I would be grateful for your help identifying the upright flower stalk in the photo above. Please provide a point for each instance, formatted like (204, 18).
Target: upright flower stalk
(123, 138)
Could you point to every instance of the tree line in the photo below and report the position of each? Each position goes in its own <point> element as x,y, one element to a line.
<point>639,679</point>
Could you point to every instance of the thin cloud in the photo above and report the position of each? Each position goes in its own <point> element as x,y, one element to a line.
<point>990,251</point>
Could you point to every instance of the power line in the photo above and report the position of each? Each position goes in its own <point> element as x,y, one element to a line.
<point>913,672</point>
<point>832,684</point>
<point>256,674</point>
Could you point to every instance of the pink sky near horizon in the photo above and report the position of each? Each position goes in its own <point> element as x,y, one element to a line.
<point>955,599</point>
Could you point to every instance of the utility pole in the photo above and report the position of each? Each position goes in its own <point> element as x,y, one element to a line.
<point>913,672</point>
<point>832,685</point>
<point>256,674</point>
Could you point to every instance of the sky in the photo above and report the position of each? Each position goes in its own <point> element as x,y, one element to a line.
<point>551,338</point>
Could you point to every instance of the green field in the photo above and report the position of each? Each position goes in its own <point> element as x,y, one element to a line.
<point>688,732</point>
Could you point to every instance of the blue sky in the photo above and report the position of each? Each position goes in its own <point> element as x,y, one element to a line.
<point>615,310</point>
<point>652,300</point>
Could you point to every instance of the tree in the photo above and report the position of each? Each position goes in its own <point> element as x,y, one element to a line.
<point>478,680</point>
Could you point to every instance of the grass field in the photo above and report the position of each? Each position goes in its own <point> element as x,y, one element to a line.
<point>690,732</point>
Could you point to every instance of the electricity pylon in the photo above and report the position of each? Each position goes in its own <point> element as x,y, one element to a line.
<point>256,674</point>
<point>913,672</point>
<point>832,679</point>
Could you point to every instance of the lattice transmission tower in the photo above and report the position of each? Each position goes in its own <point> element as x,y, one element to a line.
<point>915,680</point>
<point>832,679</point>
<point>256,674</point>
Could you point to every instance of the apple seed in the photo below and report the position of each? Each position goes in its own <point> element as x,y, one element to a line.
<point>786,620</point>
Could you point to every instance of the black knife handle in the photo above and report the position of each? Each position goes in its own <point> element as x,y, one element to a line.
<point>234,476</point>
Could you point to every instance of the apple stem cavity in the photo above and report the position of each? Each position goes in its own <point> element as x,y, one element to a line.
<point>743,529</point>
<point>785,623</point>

===

▸ Your task: Word for word, copy every entry.

▸ Output below:
I would be grateful for your help identifying the upright flower stalk in the photo above. Please provide a point for each instance, formatted like (204, 18).
Target: upright flower stalk
(123, 138)
Could you point to every instance of the tree line in the photo below and report the position of each? Each position goes in its own <point> element as x,y, one element to a line.
<point>639,679</point>
Could you point to every instance of the thin cloud in the photo above and report the position of each? Each position goes in its own <point> element as x,y, one element to a line.
<point>990,251</point>
Could you point to every instance of the power line in the photo above and report the position of each? Each position goes in its own <point> element as x,y, one element to a line.
<point>913,672</point>
<point>832,684</point>
<point>256,674</point>
Could you point to every instance of the pink sky near horizon in the photo above and report the position of each? Each position goes in its own <point> element as x,y, one element to a line.
<point>955,599</point>
Could you point to every instance of the utility pole in the photo above and report the position of each? Each position goes in its own <point> element as x,y, one element to a line.
<point>913,672</point>
<point>832,685</point>
<point>256,674</point>
Could you point to every instance of the sky in the photo above and report the position of each? Each position goes in its own <point> element as x,y, one element to a line.
<point>551,338</point>
Could you point to every instance of the green field in the photo above and report the position of each? Each position goes in its own <point> element as x,y, one element to a line.
<point>688,732</point>
Could you point to every instance of the blue sky in the photo above and report the position of each? Each position goes in its own <point> element as x,y, one element to a line.
<point>615,310</point>
<point>652,300</point>
Could you point to every instance of the tree in the photo above and report the position of each? Each position goes in its own <point> element as x,y, one element to a line.
<point>478,680</point>
Could you point to every instance of the grass field in the photo above and report the position of each? Each position goes in its own <point> element as x,y, one element to a line.
<point>690,732</point>
Could you point to every instance of the electricity pylon in the photo above and report the position of each? Each position goes in its own <point> element as x,y, one element to a line.
<point>256,674</point>
<point>913,672</point>
<point>832,679</point>
Could you point to every instance of the lattice transmission tower in the photo above and report the position of each? Each position goes in its own <point> element as x,y, one element to a line.
<point>915,680</point>
<point>832,679</point>
<point>256,674</point>
Could you point to every instance of the apple seed in the photo below and report the position of each? Each position goes in its own <point> element as x,y, one element to a line.
<point>786,620</point>
Could you point to every instance of the black knife handle in the photo above and report the position of each? Each position goes in its own <point> element as x,y, one element to a line.
<point>234,476</point>
Could you point to every instance of the apple stem cavity in the photo above and report the position of each? Each position goes in its own <point> element as x,y, one element to a line.
<point>743,529</point>
<point>785,623</point>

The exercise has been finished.